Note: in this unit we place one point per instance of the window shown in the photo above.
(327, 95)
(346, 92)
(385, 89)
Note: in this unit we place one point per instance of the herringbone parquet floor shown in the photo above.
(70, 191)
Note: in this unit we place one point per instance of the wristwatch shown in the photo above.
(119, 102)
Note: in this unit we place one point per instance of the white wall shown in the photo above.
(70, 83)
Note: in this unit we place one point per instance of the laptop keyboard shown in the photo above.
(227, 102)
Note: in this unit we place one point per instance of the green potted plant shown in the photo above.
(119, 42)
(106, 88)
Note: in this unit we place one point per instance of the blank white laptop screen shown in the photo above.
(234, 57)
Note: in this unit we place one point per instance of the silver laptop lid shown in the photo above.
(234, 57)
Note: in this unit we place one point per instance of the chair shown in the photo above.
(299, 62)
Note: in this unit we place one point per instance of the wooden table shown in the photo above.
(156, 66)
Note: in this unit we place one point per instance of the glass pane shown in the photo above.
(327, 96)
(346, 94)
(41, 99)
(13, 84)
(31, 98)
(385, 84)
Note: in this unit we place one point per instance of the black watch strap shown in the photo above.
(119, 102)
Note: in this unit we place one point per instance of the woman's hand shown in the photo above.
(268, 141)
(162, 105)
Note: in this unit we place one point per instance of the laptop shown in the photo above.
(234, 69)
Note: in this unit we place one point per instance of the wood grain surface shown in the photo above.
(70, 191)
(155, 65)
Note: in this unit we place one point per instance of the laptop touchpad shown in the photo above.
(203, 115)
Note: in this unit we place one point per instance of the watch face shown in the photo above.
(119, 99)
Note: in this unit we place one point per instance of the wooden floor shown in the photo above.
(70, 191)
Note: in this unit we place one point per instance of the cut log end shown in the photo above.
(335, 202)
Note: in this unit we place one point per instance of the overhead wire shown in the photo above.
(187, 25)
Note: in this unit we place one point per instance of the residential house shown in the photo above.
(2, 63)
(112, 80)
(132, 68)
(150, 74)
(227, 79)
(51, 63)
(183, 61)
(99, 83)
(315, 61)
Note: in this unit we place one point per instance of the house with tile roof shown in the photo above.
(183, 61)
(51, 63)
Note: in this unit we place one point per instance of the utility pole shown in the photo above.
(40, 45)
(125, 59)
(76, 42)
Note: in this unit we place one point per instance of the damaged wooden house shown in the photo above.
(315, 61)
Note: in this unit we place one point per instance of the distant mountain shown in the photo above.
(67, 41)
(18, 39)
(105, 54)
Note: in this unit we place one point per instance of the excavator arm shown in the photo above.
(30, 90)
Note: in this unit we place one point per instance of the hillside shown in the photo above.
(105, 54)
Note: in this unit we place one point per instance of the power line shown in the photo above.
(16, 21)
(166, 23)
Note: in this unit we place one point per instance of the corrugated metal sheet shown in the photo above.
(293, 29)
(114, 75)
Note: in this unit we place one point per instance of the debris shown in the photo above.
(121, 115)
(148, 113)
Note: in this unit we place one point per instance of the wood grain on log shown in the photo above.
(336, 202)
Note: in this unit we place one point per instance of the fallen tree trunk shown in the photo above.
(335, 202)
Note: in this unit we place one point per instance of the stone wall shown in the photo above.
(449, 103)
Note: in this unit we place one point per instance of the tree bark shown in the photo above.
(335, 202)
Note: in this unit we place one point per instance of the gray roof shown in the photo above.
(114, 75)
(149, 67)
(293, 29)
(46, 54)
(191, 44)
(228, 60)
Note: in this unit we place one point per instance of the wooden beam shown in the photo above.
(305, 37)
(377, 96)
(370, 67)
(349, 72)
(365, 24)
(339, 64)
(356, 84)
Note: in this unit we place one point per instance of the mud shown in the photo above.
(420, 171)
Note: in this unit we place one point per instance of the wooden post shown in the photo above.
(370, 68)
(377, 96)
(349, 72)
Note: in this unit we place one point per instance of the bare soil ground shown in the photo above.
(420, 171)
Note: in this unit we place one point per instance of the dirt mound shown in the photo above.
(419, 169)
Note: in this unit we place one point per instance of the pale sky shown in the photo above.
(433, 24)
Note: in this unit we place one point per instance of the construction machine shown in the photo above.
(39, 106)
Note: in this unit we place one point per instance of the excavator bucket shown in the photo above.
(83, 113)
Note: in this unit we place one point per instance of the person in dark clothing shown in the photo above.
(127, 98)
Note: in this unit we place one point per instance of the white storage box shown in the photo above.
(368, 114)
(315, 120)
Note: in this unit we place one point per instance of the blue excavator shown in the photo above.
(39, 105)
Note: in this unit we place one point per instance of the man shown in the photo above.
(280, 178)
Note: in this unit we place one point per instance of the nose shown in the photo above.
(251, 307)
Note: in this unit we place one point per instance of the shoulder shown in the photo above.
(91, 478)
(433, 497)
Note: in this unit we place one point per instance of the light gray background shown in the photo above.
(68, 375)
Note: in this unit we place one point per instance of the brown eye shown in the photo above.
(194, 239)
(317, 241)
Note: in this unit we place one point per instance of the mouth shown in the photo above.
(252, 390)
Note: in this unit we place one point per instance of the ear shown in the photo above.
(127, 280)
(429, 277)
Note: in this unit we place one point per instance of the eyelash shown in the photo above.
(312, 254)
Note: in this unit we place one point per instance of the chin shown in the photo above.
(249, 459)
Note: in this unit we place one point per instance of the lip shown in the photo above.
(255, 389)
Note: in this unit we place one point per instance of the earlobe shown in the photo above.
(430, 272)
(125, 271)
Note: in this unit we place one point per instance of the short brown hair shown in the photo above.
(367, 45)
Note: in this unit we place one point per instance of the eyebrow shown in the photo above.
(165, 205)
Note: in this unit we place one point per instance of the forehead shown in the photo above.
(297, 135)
------------------------------------------------
Given exercise
Repeat the data precisely, reproducing every entry.

The reply
Note: in this unit we place one point per instance of the window shown in the photo above.
(327, 95)
(346, 92)
(385, 89)
Note: in this unit we place one point per instance of the herringbone parquet floor shown in the photo above.
(70, 191)
Note: in this unit we place one point per instance of the wristwatch shown in the photo above.
(119, 102)
Note: in this unit we place one point per instance of the white wall shown in the photo above.
(70, 83)
Note: in this unit we place one point per instance of the laptop keyboard shown in the photo above.
(227, 102)
Note: in this unit we place one point per instance of the green potted plant shown in the photo above.
(119, 42)
(106, 88)
Note: in this unit we place one point per instance of the blank white laptop screen shown in the photo above.
(234, 57)
Note: in this unit we place one point per instance of the silver laptop lid shown in the photo above.
(234, 57)
Note: in this unit we place one point per instance of the chair shown in the photo above.
(299, 62)
Note: in this unit we place one point per instance of the wooden table shown in the photo above.
(156, 66)
Note: in this unit we place one point per instance of the glass pane shown in the photo above.
(327, 96)
(346, 94)
(41, 99)
(13, 84)
(31, 98)
(385, 84)
Note: in this unit we place one point per instance of the black watch strap shown in the photo above.
(119, 102)
Note: in this unit we place one point per instance of the woman's hand shown in the photo above.
(268, 141)
(162, 105)
Note: in this unit we place one point per instance of the laptop shown in the photo above.
(234, 69)
Note: in this unit we place one point per instance of the wood grain surface shown in the photo above.
(70, 191)
(155, 65)
Note: in this unit we place one point per instance of the laptop touchpad shown in the photo above.
(203, 115)
Note: in this unit we place one point per instance of the watch face shown in the photo above.
(119, 99)
Note: in this unit we place one point per instance of the wooden floor shown in the photo above.
(70, 191)
Note: in this unit we place one point per instance of the cut log end shown in the photo above.
(335, 202)
Note: in this unit we place one point per instance of the overhead wire shown in the photo above.
(187, 25)
Note: in this unit we place one point per instance of the residential house shown in the photo above.
(2, 63)
(112, 80)
(132, 68)
(150, 74)
(227, 79)
(51, 63)
(183, 61)
(99, 83)
(315, 61)
Note: in this unit we place one point per instance of the house with tile roof shown in the photo above.
(183, 61)
(51, 63)
Note: in this unit we place one point per instance of the utility pole shown in the photo above.
(40, 45)
(125, 59)
(76, 42)
Note: in this unit we place one point per instance of the damaged wooden house shown in the photo above.
(315, 61)
Note: in this unit we place one point per instance of the distant mountain shown in the photo above.
(67, 41)
(18, 39)
(105, 54)
Note: in this unit we place one point per instance of the excavator arm shown in the photo above.
(30, 90)
Note: in this unit we place one point per instance of the hillside shown in the photo above.
(105, 54)
Note: in this unit we place one point per instance of the power line shown in the photo above.
(16, 21)
(166, 23)
Note: in this unit we place one point per instance of the corrugated metal sheet shown in the photo above.
(293, 29)
(114, 75)
Note: in this unit we place one point per instance of the debris shown in the photo above.
(121, 115)
(148, 113)
Note: in this unit we place one point per instance of the wood grain on log shown in the photo above.
(336, 202)
Note: in this unit we place one point per instance of the fallen tree trunk shown in the photo above.
(335, 202)
Note: in this unit we place one point per instance of the stone wall shown in the photo above.
(449, 103)
Note: in this unit we place one point per instance of the tree bark shown in the photo above.
(335, 202)
Note: in this unit we place one point per instance of the gray roof shown in the photo above.
(114, 75)
(149, 67)
(293, 29)
(46, 54)
(191, 44)
(228, 60)
Note: in this unit we place one point per instance of the wooden beam shown in the photo above.
(305, 37)
(377, 96)
(370, 67)
(349, 72)
(365, 24)
(339, 64)
(356, 84)
Note: in this unit we place one point per instance of the mud shown in the photo above.
(420, 171)
Note: in this unit we place one point per instance of the wooden post shown in the photo above.
(370, 68)
(377, 96)
(349, 72)
Note: in this unit we place one point per instance of the bare soil ground shown in the photo above.
(420, 171)
Note: in this unit we place one point per instance of the dirt mound shown in the photo above.
(419, 169)
Note: in this unit we place one point per instance of the pale sky shown in the photo above.
(433, 24)
Note: in this unit we place one point per instance of the construction machine shown in the photo above.
(39, 106)
Note: in this unit we place one point per instance of the excavator bucket shown in the photo above.
(83, 113)
Note: in this unit we place one point per instance of the person in dark clothing shown in the photo above.
(127, 98)
Note: in this unit we place one point per instance of the white storage box shown in the photo above.
(368, 114)
(315, 120)
Note: in this unit we place one point per instance of the blue excavator shown in the photo above.
(39, 105)
Note: in this unit we place one point per instance of the man shown in the photo above.
(280, 178)
Note: in this unit we place one point per instance of the nose shown in the photo above.
(251, 307)
Note: in this unit we place one point per instance of the shoulder shown in the photo above.
(91, 478)
(433, 497)
Note: in this unit we place one point per instance of the light gray background shown in the photo above.
(68, 375)
Note: in this unit we place one point per instance of the brown eye shown in the photo above.
(194, 239)
(317, 241)
Note: in this unit we place one point per instance of the mouth shown in the photo above.
(252, 390)
Note: in this unit we place one point per instance of the ear shown in the photo above.
(127, 280)
(429, 277)
Note: in this unit we place one point per instance of the eyelash shown in the photo above.
(312, 254)
Note: in this unit we place one point per instance of the chin shown in the photo above.
(249, 459)
Note: in this unit we place one point per instance of the lip shown in the photo above.
(255, 389)
Note: in this unit we place one point per instance of the earlobe shown in the photo above.
(430, 272)
(125, 271)
Note: in this unit we place one point per instance of the short brown hair shown in the photo above.
(367, 45)
Note: in this unit we place one point per instance of the eyebrow shown in the photo above.
(165, 205)
Note: in this unit we place one point per instance of the forehead shown in the photo above.
(297, 135)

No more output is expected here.